BY CADDIE ALFORD AND DAMIEN SMITH PFISTER
Right up there with the most popular YouTube videos, from viral classics like “Charlie Bit My Finger” to new hits like Luis Fonsi’s catchy “Despacito,” are kids’ videos. But these videos are not what you might think—we’re not talking clips from Disney movies or KIDZ BOP songs. Rather, the kind of kids’ videos on YouTube that are raking in millions and sometimes billions of views have titles like “Huge Eggs Surprise Toys Challenge” and “Wrong Heads Skeleton Spiderman Tom Finger Family Colors Learn.” In some ways, they are what you might expect from kids’ videos: noisy, brightly-colored, and chock full of references to the Marvel Universe and Pixar characters. But in many other ways they are unsettling train wrecks that can only be described as too many cooks clamoring for attention.
+--
WORK INSTRUCTIONS — Pick up the text about YouTube kids' videos after its last sentence and continue it.
+--
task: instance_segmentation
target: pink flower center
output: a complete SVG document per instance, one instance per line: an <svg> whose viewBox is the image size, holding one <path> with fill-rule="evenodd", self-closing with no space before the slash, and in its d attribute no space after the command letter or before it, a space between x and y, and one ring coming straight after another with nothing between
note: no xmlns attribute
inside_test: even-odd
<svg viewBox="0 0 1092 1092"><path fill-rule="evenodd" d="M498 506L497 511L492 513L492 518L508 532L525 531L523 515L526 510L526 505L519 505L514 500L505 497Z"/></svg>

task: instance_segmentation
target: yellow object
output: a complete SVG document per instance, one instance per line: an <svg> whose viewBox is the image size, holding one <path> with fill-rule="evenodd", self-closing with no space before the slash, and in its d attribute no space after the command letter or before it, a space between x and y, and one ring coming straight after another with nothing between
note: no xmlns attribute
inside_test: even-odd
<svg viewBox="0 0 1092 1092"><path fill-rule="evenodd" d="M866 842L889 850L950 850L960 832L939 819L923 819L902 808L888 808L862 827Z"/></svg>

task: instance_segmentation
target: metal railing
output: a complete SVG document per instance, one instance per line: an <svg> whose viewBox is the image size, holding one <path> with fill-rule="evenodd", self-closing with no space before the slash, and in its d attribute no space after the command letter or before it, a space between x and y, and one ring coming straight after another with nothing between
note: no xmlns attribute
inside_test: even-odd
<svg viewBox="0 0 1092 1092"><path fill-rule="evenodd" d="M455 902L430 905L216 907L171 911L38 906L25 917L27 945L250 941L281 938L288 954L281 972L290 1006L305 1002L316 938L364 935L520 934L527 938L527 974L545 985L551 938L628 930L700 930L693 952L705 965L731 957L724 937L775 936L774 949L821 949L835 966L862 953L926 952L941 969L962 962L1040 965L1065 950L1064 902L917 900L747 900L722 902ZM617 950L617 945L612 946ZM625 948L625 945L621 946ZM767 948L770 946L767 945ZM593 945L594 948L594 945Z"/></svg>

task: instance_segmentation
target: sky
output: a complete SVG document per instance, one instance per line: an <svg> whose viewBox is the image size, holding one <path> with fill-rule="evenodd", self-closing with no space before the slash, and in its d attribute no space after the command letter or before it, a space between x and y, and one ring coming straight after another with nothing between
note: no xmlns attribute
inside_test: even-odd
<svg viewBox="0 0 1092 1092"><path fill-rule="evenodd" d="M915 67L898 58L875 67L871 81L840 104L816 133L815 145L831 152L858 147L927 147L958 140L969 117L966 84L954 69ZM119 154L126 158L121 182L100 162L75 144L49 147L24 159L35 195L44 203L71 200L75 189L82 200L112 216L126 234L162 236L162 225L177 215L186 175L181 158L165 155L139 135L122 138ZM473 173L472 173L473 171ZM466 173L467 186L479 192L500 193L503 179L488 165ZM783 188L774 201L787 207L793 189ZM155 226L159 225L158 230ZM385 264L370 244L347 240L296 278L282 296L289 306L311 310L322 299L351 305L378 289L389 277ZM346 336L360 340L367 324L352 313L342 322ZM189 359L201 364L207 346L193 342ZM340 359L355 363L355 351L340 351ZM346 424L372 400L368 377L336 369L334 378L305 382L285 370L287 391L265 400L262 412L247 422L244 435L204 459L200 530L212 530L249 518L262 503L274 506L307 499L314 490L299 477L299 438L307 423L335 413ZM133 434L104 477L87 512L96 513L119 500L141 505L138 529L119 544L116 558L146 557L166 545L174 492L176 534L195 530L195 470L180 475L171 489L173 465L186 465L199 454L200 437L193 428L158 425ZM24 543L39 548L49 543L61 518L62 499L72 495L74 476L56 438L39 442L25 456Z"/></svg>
+--
ANSWER BOX —
Consider the video (now deleted) “Learn Color Bicycle & Finger Family ” by YouTube channel “Kids Spiderman TV.” The video’s soundtrack is a lilting earworm intermixed with disembodied, giggly kid noises. The landscape is confused: an animated mountainside lurks over gigantic bowling balls and pins, which in turn lurk over low-budget renditions of Spiderman and Captain America. A ghostly counting begins, directing us to Spiderman playing a bongo drum and Superman performing a glitchy, out-of-character dance. There is no rhyme or reason, just off-putting idiosyncrasies that increasingly transition from wholesome fun to violence writ large. Elsa from Frozen, for instance, is also in the beginning lineup, but the whole time she is inexplicably doubled-over, as if in pain. A minute in, a flamboyant Spiderman runs into Captain America, knocking him down. Later, Elsa falls repeatedly from her bike. Each time, she lies crumpled on her side for a full second before getting up. To the adult eye, this video is disturbing, but it’s bright and fast-paced. Kids love it.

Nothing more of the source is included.